DATA FOR THIS TASK: Begin

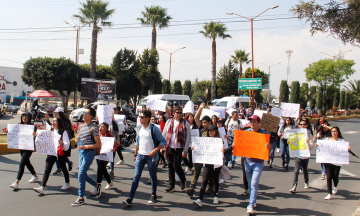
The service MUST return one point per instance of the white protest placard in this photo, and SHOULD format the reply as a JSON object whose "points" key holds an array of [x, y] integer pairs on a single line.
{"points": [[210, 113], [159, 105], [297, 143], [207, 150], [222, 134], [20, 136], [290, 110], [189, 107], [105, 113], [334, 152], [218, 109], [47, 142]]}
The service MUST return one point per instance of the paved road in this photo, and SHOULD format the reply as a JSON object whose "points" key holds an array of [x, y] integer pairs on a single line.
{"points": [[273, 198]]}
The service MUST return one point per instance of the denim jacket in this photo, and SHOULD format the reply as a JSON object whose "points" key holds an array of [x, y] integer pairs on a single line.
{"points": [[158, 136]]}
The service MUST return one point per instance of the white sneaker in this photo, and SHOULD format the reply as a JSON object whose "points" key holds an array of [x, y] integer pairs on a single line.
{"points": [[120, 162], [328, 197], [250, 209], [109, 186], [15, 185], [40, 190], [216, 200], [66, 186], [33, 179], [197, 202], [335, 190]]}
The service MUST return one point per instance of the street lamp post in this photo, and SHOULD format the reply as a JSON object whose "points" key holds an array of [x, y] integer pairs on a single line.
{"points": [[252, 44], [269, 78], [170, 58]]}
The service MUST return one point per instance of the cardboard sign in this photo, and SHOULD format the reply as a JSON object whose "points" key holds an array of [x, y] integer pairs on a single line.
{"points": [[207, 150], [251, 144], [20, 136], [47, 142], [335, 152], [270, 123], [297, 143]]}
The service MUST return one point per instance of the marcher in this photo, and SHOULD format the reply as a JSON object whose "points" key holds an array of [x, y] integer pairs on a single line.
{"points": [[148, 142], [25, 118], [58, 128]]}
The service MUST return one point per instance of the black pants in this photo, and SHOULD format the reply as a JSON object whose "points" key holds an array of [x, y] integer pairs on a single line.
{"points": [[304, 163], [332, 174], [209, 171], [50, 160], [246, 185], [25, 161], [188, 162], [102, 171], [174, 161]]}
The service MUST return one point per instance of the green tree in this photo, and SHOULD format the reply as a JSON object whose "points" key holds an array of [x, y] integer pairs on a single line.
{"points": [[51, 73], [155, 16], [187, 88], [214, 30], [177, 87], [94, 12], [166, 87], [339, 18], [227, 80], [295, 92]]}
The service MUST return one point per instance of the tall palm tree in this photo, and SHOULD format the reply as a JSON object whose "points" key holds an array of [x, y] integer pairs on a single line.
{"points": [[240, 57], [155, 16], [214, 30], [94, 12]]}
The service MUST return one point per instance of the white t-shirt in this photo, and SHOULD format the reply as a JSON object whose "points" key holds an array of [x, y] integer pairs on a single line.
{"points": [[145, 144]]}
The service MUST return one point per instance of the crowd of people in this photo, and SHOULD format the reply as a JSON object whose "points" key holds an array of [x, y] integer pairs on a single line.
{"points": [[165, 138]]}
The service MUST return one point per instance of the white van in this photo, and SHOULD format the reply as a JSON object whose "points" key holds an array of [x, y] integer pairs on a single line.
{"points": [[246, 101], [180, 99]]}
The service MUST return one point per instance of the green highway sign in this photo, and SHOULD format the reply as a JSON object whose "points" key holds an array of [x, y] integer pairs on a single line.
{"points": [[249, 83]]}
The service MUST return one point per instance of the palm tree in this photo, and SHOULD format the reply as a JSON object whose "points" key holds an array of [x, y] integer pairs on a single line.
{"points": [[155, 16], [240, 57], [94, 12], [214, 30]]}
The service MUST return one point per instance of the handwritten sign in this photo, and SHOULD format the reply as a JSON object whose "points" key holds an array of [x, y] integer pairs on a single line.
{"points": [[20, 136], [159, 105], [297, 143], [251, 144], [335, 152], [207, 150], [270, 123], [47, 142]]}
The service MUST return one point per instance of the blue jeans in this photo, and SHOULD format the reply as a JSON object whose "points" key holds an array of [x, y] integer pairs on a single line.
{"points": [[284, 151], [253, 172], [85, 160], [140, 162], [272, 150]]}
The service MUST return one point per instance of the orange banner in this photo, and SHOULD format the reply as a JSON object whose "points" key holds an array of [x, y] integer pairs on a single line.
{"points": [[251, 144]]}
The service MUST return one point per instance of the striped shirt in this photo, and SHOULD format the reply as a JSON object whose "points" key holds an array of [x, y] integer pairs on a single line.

DATA FOR THIS TASK: End
DATA FOR THIS TASK: Begin

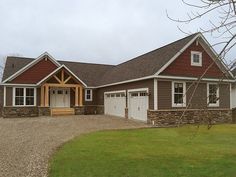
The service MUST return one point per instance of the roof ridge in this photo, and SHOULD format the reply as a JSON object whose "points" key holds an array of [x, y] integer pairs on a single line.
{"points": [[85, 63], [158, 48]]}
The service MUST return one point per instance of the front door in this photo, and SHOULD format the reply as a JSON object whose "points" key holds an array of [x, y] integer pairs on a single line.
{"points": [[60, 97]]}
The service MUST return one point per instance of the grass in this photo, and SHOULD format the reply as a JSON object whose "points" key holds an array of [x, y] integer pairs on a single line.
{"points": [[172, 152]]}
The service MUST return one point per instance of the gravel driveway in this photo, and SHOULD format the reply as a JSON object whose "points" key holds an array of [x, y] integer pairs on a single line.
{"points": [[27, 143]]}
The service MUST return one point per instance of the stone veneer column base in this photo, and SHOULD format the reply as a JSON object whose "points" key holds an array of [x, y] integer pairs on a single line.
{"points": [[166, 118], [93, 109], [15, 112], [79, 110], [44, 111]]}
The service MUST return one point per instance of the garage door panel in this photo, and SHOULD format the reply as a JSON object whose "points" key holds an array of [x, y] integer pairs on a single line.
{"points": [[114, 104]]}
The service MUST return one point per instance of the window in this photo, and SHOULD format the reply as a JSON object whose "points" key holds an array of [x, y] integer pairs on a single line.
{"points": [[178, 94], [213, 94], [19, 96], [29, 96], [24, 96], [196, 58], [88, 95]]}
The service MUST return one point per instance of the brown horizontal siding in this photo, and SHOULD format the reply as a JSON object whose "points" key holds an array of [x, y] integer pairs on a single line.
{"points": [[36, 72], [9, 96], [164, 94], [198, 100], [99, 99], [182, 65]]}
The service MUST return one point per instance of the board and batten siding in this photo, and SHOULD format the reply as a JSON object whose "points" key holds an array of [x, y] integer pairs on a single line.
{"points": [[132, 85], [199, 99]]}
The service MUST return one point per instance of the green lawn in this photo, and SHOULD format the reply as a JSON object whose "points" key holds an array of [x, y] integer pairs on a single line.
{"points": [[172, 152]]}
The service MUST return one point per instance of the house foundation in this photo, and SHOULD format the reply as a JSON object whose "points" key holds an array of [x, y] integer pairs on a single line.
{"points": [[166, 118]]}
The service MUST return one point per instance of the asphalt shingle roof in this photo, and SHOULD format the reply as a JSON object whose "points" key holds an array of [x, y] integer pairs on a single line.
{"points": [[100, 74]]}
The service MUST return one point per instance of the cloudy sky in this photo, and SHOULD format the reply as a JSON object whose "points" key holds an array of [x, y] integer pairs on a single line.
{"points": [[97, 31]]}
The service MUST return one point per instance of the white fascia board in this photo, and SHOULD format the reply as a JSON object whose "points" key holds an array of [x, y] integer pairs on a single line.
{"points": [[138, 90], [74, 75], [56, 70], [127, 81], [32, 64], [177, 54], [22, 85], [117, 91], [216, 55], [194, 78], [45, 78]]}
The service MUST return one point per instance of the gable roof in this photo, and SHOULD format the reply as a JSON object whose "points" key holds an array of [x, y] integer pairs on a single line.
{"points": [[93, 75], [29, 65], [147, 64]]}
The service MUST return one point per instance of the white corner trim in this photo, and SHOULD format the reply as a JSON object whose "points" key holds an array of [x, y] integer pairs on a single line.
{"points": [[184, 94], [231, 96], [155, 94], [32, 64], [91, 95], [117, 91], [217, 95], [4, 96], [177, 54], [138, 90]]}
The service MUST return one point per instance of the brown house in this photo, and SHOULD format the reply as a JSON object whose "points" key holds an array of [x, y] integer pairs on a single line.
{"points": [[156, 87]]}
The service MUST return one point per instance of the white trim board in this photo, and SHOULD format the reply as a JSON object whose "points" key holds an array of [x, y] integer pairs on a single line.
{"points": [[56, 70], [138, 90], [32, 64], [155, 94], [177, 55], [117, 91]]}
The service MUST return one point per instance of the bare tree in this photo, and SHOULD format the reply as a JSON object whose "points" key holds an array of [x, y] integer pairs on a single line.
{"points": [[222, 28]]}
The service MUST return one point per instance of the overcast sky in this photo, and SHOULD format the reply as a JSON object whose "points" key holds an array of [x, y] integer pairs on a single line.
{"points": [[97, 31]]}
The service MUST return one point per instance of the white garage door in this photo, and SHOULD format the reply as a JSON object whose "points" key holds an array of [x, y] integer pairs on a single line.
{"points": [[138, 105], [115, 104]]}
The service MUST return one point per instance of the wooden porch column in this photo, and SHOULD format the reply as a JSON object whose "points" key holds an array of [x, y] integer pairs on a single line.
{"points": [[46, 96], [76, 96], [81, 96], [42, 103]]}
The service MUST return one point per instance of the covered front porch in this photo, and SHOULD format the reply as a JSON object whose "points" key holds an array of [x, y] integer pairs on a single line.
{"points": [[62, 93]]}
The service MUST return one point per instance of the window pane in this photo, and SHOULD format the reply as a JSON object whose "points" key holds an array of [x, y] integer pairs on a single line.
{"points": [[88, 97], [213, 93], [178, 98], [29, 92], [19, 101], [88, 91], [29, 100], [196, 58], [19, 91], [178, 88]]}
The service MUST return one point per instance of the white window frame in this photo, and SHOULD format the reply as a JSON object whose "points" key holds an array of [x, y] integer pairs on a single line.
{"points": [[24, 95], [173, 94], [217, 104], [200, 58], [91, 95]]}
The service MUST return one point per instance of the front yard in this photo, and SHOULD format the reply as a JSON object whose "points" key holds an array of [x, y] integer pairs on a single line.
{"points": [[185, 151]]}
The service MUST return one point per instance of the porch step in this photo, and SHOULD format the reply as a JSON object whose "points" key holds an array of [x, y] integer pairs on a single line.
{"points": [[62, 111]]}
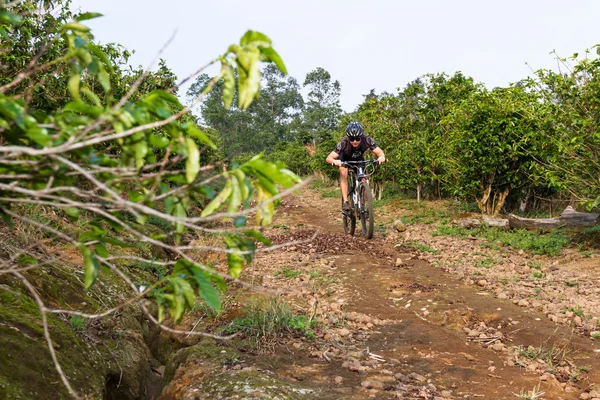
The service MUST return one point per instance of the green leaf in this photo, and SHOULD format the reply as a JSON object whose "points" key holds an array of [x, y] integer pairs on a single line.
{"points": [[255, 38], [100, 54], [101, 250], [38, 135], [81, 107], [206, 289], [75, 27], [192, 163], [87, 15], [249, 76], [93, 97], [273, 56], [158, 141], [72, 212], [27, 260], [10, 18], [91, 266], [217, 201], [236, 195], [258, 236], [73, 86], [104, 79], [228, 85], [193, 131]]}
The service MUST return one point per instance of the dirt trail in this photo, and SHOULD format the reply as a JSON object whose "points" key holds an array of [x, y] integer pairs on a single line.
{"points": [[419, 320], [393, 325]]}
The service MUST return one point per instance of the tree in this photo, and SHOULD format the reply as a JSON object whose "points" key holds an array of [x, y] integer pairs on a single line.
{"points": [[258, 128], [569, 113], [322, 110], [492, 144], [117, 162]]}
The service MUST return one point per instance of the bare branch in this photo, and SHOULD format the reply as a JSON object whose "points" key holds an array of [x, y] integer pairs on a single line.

DATA FOR THIS TASK: End
DATA FOR THIS TASK: Begin

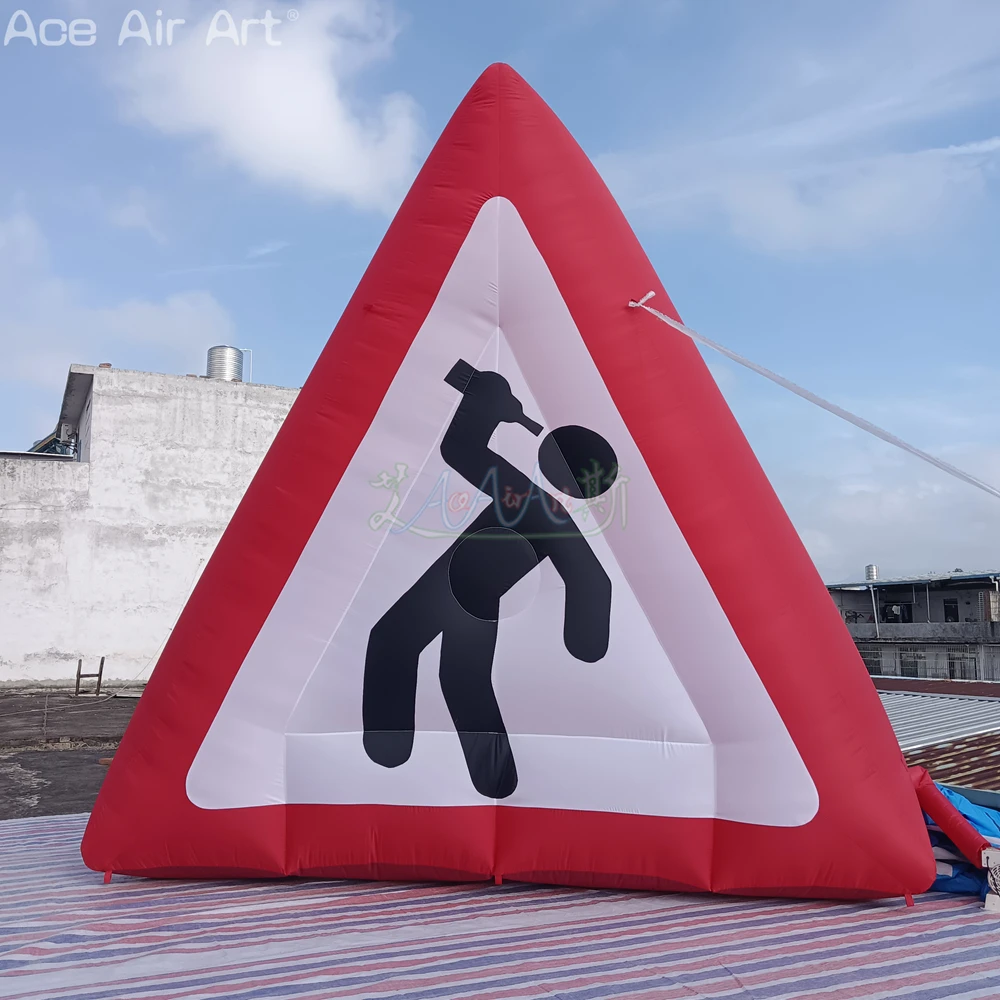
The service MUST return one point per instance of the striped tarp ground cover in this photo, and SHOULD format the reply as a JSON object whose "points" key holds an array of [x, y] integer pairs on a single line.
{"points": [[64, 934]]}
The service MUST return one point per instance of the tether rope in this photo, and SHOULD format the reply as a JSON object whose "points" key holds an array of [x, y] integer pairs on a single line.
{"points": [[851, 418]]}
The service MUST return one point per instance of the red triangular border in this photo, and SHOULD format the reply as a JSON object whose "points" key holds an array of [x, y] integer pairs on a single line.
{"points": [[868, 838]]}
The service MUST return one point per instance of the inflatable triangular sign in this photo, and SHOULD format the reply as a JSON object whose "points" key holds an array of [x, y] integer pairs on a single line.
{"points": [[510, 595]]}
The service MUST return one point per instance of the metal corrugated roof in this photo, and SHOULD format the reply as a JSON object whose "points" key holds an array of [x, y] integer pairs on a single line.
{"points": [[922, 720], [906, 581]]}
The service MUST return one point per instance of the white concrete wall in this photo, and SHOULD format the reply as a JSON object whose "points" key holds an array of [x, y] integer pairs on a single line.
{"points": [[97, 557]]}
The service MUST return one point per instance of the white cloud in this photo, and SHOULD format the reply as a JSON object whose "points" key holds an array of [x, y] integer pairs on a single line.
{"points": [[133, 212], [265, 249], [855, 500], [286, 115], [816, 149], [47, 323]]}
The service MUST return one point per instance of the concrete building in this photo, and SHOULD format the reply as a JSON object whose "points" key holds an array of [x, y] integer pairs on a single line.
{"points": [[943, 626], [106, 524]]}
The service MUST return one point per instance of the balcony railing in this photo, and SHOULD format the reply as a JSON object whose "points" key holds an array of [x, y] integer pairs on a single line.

DATA FOR THIS TASK: End

**WORK ITEM:**
Everything above from the line containing "The service MUST return one point per instance of the orange" down to the line containing "the striped shirt" should be copied exactly, both end lines included, and nothing else.

**ANSWER TO THIS PROBLEM:**
The service MUST return one point per instance of the orange banner in this photo, and SHOULD format the reply as a JSON object whose "points" key holds an array of [x, y] integer pairs on a single line.
{"points": [[251, 144]]}
The service MUST return one point per instance of the striped shirt in this photo, and SHOULD format the reply as a JSON object whose "points" key holds an array of [x, y] integer pairs on a single line.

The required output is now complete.